EXERCISE
Copy out only the lines from the one containing "Can you spot any main" through the end of the entries, changing "bounding region" to "enclosing area" and leaving everything else as it is.

-- START DATASET EXCERPTS --

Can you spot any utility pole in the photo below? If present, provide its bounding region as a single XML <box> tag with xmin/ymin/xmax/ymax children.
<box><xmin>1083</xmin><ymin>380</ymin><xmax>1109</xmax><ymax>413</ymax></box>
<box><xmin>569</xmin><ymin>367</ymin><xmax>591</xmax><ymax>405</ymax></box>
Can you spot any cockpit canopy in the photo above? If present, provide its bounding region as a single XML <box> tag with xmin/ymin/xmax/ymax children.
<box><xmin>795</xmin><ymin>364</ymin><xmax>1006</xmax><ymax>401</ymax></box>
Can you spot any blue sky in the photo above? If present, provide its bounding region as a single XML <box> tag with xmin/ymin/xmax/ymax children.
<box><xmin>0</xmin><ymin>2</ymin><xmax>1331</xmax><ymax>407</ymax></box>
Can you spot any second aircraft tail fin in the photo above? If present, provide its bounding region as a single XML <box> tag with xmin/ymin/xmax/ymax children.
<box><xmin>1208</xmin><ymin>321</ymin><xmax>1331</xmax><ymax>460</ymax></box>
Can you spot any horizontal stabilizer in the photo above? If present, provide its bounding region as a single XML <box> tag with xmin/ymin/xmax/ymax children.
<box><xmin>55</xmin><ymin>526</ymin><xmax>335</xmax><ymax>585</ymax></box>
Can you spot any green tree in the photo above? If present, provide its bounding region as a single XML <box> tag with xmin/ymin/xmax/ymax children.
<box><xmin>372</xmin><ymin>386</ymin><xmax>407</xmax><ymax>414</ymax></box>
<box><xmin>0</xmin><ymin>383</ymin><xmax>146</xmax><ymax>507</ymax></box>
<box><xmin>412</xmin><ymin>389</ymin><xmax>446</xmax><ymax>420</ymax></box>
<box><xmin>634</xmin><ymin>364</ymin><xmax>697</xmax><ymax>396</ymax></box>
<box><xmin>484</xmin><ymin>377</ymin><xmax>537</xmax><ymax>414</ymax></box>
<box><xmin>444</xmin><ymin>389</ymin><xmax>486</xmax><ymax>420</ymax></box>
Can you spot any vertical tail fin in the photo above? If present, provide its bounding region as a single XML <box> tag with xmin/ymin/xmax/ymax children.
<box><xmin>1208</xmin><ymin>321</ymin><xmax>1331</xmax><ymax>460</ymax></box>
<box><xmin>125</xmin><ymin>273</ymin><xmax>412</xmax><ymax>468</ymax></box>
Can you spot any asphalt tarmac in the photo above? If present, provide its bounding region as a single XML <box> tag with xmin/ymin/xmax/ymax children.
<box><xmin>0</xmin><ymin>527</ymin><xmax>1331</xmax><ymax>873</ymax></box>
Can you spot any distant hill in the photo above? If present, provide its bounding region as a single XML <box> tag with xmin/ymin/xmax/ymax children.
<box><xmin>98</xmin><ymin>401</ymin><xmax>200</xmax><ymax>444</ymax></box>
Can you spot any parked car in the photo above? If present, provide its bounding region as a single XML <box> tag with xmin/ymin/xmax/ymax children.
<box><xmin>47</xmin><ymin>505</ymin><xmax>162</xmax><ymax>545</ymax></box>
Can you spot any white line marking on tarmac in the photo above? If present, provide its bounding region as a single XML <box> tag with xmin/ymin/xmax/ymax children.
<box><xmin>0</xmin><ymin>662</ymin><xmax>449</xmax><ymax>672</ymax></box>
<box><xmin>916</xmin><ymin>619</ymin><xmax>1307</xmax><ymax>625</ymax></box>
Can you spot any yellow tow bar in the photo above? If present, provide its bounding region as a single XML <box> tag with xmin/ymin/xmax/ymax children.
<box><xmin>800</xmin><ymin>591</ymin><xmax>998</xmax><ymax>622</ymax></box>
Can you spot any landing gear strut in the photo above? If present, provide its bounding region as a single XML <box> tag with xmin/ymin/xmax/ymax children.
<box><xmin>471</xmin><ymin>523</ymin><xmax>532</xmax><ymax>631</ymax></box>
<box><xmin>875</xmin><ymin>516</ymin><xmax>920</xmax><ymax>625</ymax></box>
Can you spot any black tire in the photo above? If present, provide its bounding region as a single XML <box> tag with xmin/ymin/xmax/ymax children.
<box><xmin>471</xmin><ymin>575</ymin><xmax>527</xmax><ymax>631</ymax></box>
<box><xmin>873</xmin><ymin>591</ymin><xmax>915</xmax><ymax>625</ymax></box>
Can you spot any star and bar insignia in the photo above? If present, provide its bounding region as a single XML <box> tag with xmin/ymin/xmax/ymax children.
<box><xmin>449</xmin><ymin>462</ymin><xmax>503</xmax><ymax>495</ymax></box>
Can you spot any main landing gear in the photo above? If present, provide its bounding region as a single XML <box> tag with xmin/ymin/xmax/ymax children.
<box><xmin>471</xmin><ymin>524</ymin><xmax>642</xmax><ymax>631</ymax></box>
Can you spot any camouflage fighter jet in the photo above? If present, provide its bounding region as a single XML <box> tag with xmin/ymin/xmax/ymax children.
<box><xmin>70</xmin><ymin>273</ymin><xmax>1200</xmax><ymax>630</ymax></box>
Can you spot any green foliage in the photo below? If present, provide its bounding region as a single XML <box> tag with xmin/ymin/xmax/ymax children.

-- END DATASET EXCERPTS --

TASK RESULT
Can you spot any main landing gear in the photo above? If present, provide its enclosing area as a single XML <box> tag with xmin/ymin/xmax/ymax children.
<box><xmin>471</xmin><ymin>524</ymin><xmax>642</xmax><ymax>631</ymax></box>
Can you spot any camouflage fighter jet in the photo above? If present, provide its enclosing area as a single XML <box> tag with xmin/ymin/xmax/ymax children.
<box><xmin>70</xmin><ymin>273</ymin><xmax>1200</xmax><ymax>630</ymax></box>
Can you spot any green foliage in the photo below? If present, provide its enclosing area as a single XML <box> tag with xmin/ymin/xmax/ymax children.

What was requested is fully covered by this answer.